[Records from a collection]
= Beginning of Section =
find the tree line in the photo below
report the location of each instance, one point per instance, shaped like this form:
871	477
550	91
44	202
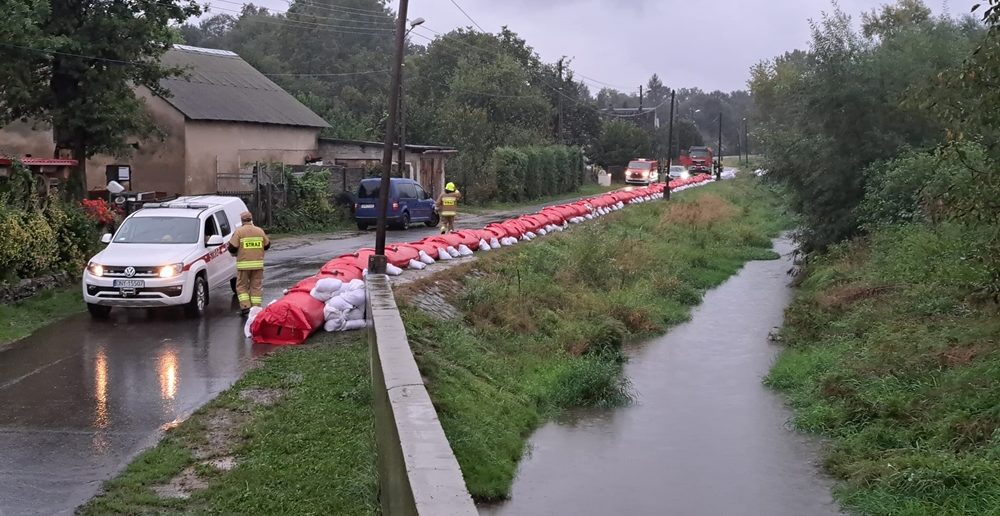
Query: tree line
893	120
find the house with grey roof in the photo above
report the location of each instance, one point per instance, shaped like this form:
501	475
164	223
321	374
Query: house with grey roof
221	116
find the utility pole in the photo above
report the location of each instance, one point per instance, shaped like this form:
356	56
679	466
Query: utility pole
402	130
377	262
718	171
746	139
559	126
670	146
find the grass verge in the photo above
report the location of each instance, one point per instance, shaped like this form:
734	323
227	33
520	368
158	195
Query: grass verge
24	317
543	324
893	356
297	433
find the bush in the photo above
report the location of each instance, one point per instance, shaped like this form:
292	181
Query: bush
310	208
531	172
59	238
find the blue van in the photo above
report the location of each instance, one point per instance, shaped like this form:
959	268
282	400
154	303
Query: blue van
408	203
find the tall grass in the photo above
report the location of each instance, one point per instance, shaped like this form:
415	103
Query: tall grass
893	355
544	323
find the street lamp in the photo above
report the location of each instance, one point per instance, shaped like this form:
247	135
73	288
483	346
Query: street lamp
401	161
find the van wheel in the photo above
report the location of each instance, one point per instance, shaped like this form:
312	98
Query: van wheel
98	311
199	298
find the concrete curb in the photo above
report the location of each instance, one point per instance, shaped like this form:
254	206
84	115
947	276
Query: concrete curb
418	472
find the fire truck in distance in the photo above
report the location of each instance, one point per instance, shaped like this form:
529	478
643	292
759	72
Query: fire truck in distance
698	159
642	172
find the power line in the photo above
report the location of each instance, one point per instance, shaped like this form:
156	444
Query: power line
469	17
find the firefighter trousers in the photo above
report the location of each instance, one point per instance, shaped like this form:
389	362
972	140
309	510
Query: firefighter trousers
250	287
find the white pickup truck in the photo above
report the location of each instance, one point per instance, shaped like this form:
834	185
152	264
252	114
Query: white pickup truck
166	254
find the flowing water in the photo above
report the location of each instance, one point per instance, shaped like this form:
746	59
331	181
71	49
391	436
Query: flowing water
704	437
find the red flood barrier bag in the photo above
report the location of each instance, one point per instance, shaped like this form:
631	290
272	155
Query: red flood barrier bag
288	321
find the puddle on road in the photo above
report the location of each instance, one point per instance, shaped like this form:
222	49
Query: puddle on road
704	437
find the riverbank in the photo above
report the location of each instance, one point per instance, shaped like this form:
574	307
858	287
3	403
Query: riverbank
892	355
538	329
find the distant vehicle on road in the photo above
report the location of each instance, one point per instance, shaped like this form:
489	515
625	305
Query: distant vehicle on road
165	254
701	160
679	172
642	172
408	203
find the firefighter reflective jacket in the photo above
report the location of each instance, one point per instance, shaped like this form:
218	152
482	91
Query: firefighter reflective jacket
448	204
248	244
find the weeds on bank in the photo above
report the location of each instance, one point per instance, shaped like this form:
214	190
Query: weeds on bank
544	323
895	357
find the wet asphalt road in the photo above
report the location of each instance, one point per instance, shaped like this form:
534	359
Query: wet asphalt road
704	437
80	398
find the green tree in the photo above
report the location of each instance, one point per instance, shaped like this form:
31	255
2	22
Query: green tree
620	142
76	65
824	116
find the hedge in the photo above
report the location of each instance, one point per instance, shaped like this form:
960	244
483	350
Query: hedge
525	173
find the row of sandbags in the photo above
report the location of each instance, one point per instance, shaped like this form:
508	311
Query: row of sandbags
309	305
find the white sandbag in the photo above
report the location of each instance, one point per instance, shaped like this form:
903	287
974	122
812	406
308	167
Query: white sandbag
331	285
336	304
334	325
331	312
254	312
355	325
355	297
322	297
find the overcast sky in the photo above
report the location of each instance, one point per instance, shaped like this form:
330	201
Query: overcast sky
710	44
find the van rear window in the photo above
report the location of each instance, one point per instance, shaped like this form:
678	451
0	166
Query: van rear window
368	190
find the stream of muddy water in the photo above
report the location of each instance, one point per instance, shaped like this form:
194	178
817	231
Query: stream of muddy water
704	436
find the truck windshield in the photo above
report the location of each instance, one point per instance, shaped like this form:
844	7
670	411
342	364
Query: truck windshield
158	230
369	189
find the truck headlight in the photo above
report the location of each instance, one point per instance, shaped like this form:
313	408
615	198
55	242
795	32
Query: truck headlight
169	271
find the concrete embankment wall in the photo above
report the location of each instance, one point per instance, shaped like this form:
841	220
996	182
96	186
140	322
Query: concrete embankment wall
418	472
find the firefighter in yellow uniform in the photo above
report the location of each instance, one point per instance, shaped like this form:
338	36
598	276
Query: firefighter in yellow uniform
248	245
447	206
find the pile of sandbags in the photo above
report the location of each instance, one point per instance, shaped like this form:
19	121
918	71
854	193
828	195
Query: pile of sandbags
335	297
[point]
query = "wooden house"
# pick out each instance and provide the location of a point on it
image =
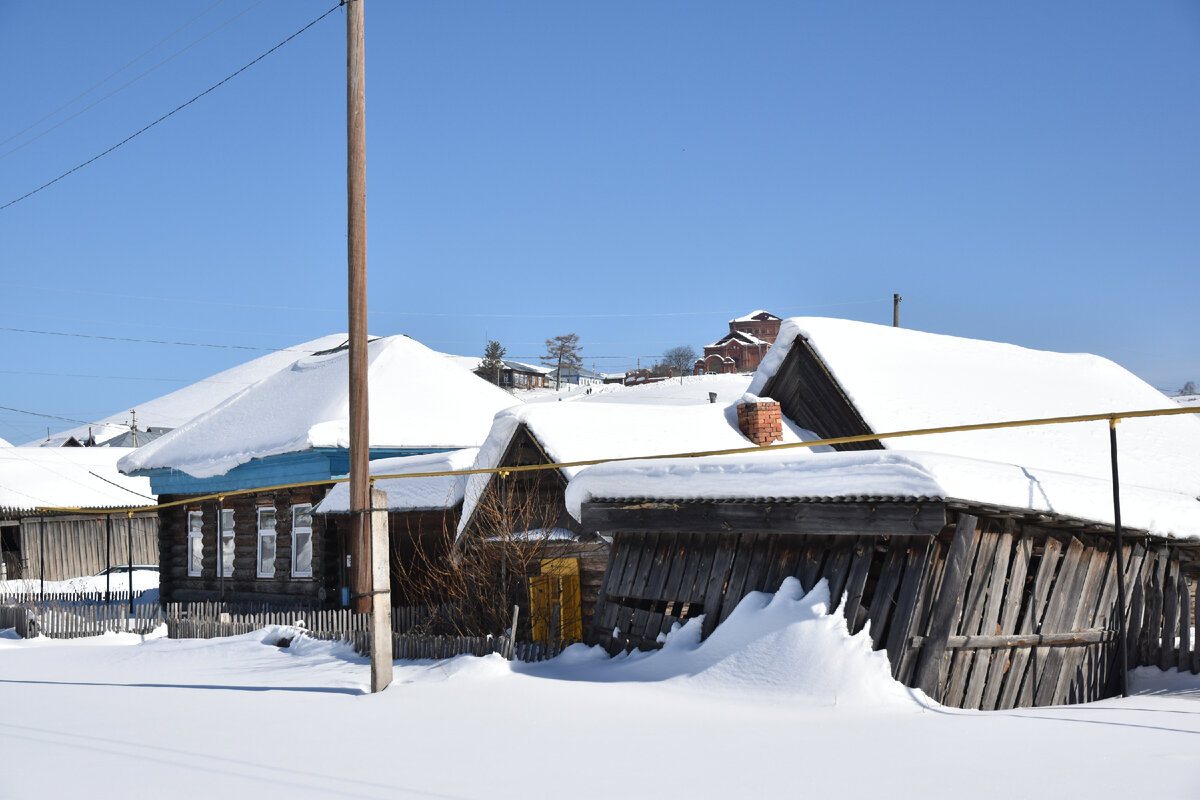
(292, 428)
(498, 506)
(55, 546)
(983, 563)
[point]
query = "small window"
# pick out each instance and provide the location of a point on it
(301, 541)
(227, 543)
(267, 542)
(195, 542)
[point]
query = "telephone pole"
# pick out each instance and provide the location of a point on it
(369, 596)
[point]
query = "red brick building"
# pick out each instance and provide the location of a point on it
(743, 348)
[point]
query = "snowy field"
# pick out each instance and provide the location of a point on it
(779, 702)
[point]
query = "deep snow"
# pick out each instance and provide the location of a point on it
(779, 702)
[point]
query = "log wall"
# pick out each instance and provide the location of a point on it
(987, 614)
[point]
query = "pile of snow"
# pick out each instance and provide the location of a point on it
(885, 475)
(411, 493)
(689, 390)
(418, 400)
(786, 645)
(180, 405)
(77, 477)
(901, 379)
(571, 432)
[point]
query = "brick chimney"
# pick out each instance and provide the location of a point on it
(761, 422)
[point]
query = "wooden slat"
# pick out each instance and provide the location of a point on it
(1031, 620)
(947, 607)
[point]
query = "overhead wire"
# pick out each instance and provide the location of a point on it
(168, 114)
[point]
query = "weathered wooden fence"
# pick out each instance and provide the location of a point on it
(209, 620)
(987, 614)
(72, 620)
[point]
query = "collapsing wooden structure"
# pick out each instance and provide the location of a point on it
(982, 608)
= End of Section =
[REQUIRED WORK]
Please say how many lines in the records contain the word "wooden", and give only that number.

[EXERCISE RESULT]
4